━━━ SOURCE DATA ━━━

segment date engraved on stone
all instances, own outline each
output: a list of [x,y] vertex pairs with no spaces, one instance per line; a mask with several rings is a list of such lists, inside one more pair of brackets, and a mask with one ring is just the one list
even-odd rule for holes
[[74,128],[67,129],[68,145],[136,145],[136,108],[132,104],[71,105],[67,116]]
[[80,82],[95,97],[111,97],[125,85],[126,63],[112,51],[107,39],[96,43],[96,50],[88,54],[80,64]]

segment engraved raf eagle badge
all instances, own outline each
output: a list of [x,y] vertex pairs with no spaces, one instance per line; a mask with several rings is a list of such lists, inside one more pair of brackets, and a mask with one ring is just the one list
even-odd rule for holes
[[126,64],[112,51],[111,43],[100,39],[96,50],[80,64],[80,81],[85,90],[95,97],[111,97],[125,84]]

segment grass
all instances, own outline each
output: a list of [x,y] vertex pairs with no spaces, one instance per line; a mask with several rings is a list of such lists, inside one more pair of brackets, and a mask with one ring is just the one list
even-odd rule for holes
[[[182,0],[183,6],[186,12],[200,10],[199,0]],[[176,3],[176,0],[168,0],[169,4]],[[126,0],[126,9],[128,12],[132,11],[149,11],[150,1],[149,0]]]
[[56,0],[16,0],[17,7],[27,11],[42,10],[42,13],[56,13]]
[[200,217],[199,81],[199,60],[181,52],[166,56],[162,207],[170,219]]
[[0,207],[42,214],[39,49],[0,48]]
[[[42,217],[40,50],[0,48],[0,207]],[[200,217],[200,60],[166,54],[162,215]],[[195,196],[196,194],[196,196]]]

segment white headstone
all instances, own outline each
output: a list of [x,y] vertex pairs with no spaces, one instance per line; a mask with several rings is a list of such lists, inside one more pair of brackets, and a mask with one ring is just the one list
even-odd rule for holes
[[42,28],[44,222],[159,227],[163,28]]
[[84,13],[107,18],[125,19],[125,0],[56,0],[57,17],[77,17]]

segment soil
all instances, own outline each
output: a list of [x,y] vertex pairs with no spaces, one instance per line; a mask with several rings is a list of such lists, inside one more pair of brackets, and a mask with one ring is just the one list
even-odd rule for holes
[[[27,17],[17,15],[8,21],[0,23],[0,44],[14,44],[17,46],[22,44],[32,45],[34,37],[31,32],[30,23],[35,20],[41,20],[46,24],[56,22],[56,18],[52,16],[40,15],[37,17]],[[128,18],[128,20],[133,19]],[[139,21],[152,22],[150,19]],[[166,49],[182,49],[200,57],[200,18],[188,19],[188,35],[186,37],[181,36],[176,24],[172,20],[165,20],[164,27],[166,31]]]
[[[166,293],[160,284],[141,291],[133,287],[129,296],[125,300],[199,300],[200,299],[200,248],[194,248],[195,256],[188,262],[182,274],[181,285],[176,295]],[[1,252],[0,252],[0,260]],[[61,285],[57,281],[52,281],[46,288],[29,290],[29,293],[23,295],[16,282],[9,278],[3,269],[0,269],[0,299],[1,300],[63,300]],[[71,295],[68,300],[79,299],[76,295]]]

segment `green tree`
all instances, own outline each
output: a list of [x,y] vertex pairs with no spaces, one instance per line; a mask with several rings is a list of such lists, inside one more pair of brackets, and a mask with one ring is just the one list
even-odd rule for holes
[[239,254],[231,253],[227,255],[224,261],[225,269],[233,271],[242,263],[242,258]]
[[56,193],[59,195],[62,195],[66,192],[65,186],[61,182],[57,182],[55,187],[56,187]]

━━━

» **ASSIGNMENT**: The required result is an exact repeat of the records above from the line containing "segment soil" to their final line.

» **TASK RESPONSE**:
segment soil
all instances, own outline each
output: a list of [x,y] vertex pairs with no spaces, one instance per line; a mask with several rings is a list of such lists, inside one more pair of brackets, and a mask with one ring is just the one list
even-odd rule for holes
[[[27,17],[17,15],[8,21],[0,23],[0,44],[14,44],[17,46],[22,44],[32,45],[34,37],[31,32],[30,23],[35,20],[41,20],[46,24],[56,22],[56,18],[52,16],[40,15],[37,17]],[[128,18],[128,20],[133,19]],[[139,21],[152,22],[150,19]],[[166,49],[182,49],[200,57],[200,18],[188,19],[188,35],[186,37],[181,36],[176,24],[172,20],[165,20],[164,27],[166,31]]]
[[[166,293],[160,284],[141,291],[133,287],[129,296],[125,300],[199,300],[200,299],[200,248],[194,248],[195,256],[188,262],[182,274],[181,285],[176,295]],[[1,252],[0,252],[0,260]],[[61,285],[57,281],[52,281],[46,288],[29,290],[29,293],[23,295],[16,282],[9,278],[3,269],[0,269],[0,299],[1,300],[63,300]],[[71,295],[68,300],[79,299],[76,295]]]

segment `green tree`
all instances, own outline each
output: a list of [x,y] vertex pairs with no spaces, one instance per line; a mask with several rings is a list of such lists, inside one more pair of brackets, and a mask with one ring is just the one list
even-odd rule for holes
[[239,254],[231,253],[227,255],[224,261],[225,269],[233,271],[242,263],[242,258]]
[[56,193],[59,195],[62,195],[66,192],[65,186],[61,182],[57,182],[55,187],[56,187]]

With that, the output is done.